EXTRACTO DEL DOCUMENTO:
▽
Mis recuerdos de niñez
comienzan con esos veranos largos, cálidos y de días repetitivos y
maravillosamente iguales, dando vueltas por Horcajo de la Ribera. Éramos niñas,
éramos primas, éramos amigas, y ahora, casi cincuenta años después, somos
mujeres, y seguimos siendo primas y amigas.
Recuerdo ir a buscar a mis
primas a su corral, a casa de sus abuelos, tía Petra y tío Felipe (en mi pueblo
se llamaba tío y tía a toda persona de edad, fuera o no de tu familia). Para mí
eran ya ancianos, aunque hoy sé que rondaban los cincuenta y tantos, y siempre
estaban por allí. La abuela con sus hijas (mi tía Basi y su hermana Goyi), atareada con la casa y con los
animales, y el abuelo podía aparecer en cualquier momento o encontrárnoslo en nuestras
correrías pueblerinas, con las vacas, con el caballo, siempre cariñoso y amable
con las amigas y primas de sus nietas.
△
TRABAJO REQUERIDO:
A - Reescribe las filas de datos que aparecen a continuación sustituyendo "matching instance" por "matching object" en todas ellas. Lo demás debe quedar intacto.
B - Retoma el relato de los recuerdos de niñez en Horcajo de la Ribera a partir de su última oración.

EXTRACTOS DE DATOS:
▽
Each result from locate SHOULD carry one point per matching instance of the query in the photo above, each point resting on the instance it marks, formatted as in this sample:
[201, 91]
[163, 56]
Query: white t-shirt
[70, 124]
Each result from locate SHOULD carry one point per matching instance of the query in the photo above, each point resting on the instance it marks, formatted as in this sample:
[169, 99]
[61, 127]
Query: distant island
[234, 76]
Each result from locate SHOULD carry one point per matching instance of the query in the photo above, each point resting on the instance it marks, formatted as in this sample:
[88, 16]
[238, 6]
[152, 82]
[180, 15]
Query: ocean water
△
PROBLEMAS RESUELTOS:
A -
Each result from locate SHOULD carry one point per matching object of the query in the photo above, each point resting on the instance it marks, formatted as in this sample:
[201, 91]
[163, 56]
Query: white t-shirt
[70, 124]
Each result from locate SHOULD carry one point per matching object of the query in the photo above, each point resting on the instance it marks, formatted as in this sample:
[169, 99]
[61, 127]
Query: distant island
[234, 76]
Each result from locate SHOULD carry one point per matching object of the query in the photo above, each point resting on the instance it marks, formatted as in this sample:
[88, 16]
[238, 6]
[152, 82]
[180, 15]
Query: ocean water

B -
Ayer leí de tirón su biografía,
en apenas un par de horas, y aprendí varias cosas. Pude apenas intuir lo que
tuvo que ser para él, y para mi padre, y para mi abuelo, y para muchos niños de
Horcajo de la Ribera, irse de su casa con diez, once o doce años para cuidar
ganado lejos de su casa. Pude sospechar la pena que sintieron, él y otros
muchos, por alejarse de su madre, de su padre, de sus amigos, para sufrir frío,
hambre y necesidad. Y aprendí a admirar un poco más a toda una generación de
hombres que vivieron una niñez muy triste, una niñez de pastores trashumantes
que hoy no podemos ni imaginar. Y por extensión, admiré a las mujeres a las que
dejaron atrás, en el pueblo, y que se hicieron cargo de los niños, de la casa,
de los animales domésticos y de los cultivos, y mantuvieron a flote la familia.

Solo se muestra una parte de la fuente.